ЗАДАНИЯ К УПРАЖНЕНИЮ:
1 - Определите, соответствуют ли письму к господину Перро следующие утверждения. (a) Автор письма по-прежнему восхищается Гомером и Вергилием. (b) Перро прислал автору свои сочинения уже после того, как их спор закончился. (c) Эпиграмма была сочинена вскоре после примирения. На каждое ответьте «да» или «нет» и дословно приведите решающие слова из письма.
2 - Продолжите письмо к господину Перро, начав сразу после эпиграммы, которой заканчивается приведенный отрывок.

───── ТЕКСТ

"Поэтическое искусство" - читать интересную книгу автора (Буало-Депрео Никола)

Письмо к господину Перро, члену французской Академии

Сударь!


Так как публика знает о наших былых ссорах, следует ее оповестить и о нашем примирении; пусть ей будет известно, что эта распря на Парнасе похожа на столь мудро запрещенные предусмотрительностью короля дуэли, когда противники ожесточенно дрались, иногда нанося друг другу тяжелые увечья, а потом обнимались и становились искренними друзьями. Наша грамматическая дуэль окончилась еще благороднее, и я могу сказать — если мне разрешено будет процитировать Гомера, — что мы поступили подобно героям «Илиады», Аяксу и Гектору, которые, после жаркой схватки в присутствии греков и троянцев, превозносили один другого и обменивались дарами. Действительно, сударь, наш спор еще не пришел к концу, когда вы оказали мне честь, прислав свои сочинения, а я позаботился поднести вам свои. Мы тем более напоминаем героев поэмы, столь мало для вас привлекательной, что, обмениваясь любезностями, остаемся верными нашим убеждениям и вкусам, а именно, вы продолжаете не слишком высоко ставить Гомера и Вергилия, а я по-прежнему их страстный поклонник. Вот об этом-то и нужно поставить публику в известность; имея в виду эту цель, я, вскоре после нашего примирения, сочинил эпиграмму, которая быстро распространилась и, надо думать, дошла и до вас. Вот она:

Тишиною непривычной Удивлен поэтов клир: Депрео архиантичный И Перро непиндаричный Заключили долгий мир. Пусть они в пылу сраженья Дали волю злым словам, —  На взаимном уваженье Кончить спор легко врагам. Лишь одно неясно нам: Как поладят бедный зритель И Прадон, его мучитель?

──────────
───── ФРАГМЕНТ ДАННЫХ

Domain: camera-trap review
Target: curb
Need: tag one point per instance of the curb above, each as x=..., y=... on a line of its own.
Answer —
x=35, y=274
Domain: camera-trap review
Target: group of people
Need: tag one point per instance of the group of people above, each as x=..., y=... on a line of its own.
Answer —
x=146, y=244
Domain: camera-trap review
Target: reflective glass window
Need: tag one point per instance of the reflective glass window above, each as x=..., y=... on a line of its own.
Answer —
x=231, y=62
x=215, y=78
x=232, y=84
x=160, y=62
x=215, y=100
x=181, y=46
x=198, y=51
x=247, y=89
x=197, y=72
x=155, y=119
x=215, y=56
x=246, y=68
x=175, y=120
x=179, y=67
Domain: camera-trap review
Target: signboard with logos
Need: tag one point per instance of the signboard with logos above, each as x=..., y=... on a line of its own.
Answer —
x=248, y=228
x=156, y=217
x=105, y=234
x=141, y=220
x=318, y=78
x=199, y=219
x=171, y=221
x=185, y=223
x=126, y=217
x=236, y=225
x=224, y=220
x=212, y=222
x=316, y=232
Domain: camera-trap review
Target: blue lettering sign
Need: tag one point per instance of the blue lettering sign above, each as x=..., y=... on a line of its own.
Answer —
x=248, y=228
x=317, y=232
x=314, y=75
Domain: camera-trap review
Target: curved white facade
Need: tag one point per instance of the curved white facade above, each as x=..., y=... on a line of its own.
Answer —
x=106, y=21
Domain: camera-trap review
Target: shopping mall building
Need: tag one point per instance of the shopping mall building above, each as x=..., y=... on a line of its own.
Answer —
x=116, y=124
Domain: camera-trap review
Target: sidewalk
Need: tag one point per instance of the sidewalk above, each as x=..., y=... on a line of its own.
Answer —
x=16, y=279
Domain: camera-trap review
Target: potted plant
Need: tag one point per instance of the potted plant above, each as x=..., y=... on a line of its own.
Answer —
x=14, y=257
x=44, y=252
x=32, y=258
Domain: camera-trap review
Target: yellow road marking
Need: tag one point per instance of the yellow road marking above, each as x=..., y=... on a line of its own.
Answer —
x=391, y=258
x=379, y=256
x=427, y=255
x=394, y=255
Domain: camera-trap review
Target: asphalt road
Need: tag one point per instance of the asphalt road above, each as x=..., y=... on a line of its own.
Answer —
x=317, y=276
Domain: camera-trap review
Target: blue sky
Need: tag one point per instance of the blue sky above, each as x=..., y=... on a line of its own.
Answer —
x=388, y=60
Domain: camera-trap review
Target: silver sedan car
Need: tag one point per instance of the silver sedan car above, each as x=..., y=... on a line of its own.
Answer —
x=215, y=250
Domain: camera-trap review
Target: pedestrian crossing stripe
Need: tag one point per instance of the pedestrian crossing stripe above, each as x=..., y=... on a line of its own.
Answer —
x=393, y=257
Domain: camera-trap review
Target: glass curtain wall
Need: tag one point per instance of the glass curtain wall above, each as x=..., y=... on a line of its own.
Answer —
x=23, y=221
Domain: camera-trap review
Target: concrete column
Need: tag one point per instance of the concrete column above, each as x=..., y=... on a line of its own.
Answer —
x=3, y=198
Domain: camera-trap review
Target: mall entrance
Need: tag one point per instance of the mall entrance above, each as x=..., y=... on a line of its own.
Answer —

──────────

ОТВЕТЫ К УПРАЖНЕНИЮ:
1 -
(a) Да: «а я по-прежнему их страстный поклонник».
(b) Нет: «наш спор еще не пришел к концу, когда вы оказали мне честь, прислав свои сочинения».
(c) Да: «я, вскоре после нашего примирения, сочинил эпиграмму».

2 -
Сударь, по этим стихам, где искренне выражены мои чувства, вы можете судить о различии, которое я делаю между вами и сочинителем трагедий, чье имя послужило мне для заострения конца эпиграммы. Нет человека, менее похожего на вас, чем он.

Но теперь, когда между нами восстановлены дружеские отношения и нет ни тени враждебности и горечи, позвольте мне, как вашему другу, спросить у вас, какие причины побуждали вас в течение столь долгого времени гневаться и нападать на самых прославленных авторов древности? Быть может, вам кажется, что у нас уделяют слишком мало внимания хорошим современным писателям? Но с чего вы взяли, что они находятся в пренебрежении? В каком еще веке так охотно рукоплескали новым хорошим книгам? Подумайте только, какие похвалы выпали на долю трудов Декарта, Арно, Николя и множества других превосходных философов и богословов, появившихся во Франции за последние шестьдесят лет в таком изобилии, что один лишь перечень их произведений мог бы составить отдельный небольшой том! А если говорить только о тех сочинителях, которые особенно близко касаются нас с вами, то есть о поэтах, то подумайте, какую славу стяжали Малерб, Ракан, Менар! Как восторженно были встречены творения Вуатюра, Сарразена, Лафонтена! Какими почестями — если мне позволят так выразиться — были осыпаны Корнель и Расин! И как все восхищались комедиями Мольера! Вы сами, сударь, можете ли вы пожаловаться на то, что не было воздано по заслугам вашему «Диалогу между Любовью и Дружбой», вашей «Поэме о живописи», вашему «Посланию о господине де Лакентини» и другим вашим отличным сочинениям? Правда, наши героические поэмы не встретили горячего приема. Но действительно ли это несправедливо? И разве вы сами не признаетесь в своих «Параллелях», что даже лучшая из этих поэм изобилует шероховатостями и натяжками, которые делают ее чтение невозможным?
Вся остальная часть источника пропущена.